Goal:
Reproduce the rows word for word, beginning at the first line and stopping after the line that contains "point(13, 469)".

------------

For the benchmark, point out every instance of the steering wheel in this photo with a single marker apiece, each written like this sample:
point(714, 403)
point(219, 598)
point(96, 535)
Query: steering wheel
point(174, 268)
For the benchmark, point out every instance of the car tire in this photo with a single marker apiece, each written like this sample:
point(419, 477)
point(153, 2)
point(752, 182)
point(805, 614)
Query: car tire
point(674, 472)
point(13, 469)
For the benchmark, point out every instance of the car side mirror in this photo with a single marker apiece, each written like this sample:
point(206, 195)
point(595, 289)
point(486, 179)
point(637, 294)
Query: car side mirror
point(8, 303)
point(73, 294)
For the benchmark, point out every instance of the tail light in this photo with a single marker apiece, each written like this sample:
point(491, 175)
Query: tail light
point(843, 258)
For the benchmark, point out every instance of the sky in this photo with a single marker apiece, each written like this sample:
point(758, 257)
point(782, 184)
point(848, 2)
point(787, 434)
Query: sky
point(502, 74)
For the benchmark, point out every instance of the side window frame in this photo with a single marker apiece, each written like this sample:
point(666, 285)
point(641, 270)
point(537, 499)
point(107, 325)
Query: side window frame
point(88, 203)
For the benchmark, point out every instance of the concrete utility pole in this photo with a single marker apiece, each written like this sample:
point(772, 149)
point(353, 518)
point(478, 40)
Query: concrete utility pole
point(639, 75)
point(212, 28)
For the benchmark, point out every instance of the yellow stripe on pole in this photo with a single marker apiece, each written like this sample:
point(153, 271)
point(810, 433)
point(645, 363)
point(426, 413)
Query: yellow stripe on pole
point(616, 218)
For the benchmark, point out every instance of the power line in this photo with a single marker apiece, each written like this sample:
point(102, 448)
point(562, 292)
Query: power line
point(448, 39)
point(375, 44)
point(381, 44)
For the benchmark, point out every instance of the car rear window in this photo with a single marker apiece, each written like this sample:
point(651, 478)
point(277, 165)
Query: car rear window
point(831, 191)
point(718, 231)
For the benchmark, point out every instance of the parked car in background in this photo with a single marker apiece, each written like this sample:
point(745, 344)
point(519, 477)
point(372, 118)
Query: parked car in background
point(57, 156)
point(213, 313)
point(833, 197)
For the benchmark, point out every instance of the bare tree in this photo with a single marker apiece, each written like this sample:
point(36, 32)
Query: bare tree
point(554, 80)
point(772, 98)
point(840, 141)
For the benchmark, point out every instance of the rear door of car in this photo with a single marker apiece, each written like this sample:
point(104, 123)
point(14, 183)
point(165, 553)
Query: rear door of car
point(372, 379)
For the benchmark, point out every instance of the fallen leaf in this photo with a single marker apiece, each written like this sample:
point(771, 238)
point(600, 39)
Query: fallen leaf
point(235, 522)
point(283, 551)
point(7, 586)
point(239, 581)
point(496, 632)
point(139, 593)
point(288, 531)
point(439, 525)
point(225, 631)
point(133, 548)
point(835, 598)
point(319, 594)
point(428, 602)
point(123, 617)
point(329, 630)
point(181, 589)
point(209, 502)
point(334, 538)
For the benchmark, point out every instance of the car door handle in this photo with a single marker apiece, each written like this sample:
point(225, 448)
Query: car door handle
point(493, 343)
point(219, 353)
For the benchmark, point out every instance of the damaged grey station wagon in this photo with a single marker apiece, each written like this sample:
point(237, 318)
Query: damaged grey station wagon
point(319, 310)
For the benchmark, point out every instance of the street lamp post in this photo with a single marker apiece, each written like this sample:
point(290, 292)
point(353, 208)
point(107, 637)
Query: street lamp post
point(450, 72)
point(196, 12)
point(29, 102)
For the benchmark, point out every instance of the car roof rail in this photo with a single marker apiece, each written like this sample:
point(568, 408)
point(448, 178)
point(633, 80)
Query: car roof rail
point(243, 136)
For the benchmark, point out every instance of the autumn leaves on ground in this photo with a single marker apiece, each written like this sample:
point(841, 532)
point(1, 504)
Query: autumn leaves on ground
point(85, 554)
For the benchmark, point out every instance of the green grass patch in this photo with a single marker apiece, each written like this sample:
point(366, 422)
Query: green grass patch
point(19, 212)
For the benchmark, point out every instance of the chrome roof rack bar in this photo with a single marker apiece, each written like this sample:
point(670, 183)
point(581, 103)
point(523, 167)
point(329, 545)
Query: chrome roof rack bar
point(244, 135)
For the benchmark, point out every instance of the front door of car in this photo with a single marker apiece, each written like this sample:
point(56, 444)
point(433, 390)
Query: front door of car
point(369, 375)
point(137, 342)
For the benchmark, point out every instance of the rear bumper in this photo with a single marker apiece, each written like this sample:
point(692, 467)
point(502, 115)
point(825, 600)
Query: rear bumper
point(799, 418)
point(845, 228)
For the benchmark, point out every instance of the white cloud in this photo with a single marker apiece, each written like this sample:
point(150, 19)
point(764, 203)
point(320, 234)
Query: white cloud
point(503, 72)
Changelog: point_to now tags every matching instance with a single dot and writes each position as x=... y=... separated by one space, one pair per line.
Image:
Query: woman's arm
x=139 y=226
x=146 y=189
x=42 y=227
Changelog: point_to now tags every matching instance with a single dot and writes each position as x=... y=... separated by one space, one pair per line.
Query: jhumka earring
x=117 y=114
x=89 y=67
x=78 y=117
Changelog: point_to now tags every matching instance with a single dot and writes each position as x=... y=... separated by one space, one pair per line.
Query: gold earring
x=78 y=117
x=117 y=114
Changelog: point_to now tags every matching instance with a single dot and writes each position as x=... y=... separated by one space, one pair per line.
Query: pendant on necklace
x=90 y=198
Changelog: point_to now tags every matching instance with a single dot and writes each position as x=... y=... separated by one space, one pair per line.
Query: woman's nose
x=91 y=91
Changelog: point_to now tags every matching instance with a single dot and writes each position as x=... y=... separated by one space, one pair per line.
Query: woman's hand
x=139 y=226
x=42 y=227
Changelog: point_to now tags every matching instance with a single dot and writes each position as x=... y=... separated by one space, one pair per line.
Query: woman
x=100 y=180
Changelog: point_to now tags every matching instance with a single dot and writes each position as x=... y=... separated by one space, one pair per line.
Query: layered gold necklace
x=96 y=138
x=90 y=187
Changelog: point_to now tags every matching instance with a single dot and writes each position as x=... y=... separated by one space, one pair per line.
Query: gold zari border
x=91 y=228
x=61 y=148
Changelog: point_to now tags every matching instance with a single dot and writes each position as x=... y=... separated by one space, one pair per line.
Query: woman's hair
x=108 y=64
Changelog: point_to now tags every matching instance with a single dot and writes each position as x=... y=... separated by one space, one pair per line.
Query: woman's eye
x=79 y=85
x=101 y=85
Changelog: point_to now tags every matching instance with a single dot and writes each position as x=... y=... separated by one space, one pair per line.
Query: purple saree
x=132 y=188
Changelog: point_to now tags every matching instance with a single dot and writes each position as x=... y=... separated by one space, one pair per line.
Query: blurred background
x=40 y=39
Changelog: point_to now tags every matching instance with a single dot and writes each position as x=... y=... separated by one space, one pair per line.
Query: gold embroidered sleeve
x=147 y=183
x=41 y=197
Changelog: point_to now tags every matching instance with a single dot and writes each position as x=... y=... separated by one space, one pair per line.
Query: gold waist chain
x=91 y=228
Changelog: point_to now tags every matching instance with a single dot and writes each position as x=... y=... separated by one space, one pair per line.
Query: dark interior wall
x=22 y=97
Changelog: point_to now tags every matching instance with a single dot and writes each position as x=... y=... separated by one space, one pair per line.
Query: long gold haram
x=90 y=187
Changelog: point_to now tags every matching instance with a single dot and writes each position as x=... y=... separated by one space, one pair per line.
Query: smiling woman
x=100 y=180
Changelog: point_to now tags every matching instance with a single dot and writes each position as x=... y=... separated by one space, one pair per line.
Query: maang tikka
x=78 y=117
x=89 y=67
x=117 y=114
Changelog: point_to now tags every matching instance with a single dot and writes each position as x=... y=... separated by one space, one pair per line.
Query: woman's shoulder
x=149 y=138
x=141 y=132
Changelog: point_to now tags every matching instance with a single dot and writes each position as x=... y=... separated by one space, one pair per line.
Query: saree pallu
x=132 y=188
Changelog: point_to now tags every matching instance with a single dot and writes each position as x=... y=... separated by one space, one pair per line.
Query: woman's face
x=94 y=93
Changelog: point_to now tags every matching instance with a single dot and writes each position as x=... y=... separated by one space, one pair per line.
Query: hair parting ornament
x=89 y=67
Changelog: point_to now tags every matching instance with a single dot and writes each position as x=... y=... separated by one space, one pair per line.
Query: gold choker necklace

------------

Written answer:
For the benchmark, point out every instance of the steering wheel in this photo with a single marker apiece, each written like this sample:
point(714, 403)
point(219, 598)
point(96, 535)
Query: steering wheel
point(174, 268)
For the benchmark, point out every instance of the car tire in this photo with a single marker apiece, each written like this sample:
point(419, 477)
point(153, 2)
point(752, 182)
point(805, 614)
Query: car tire
point(674, 472)
point(13, 469)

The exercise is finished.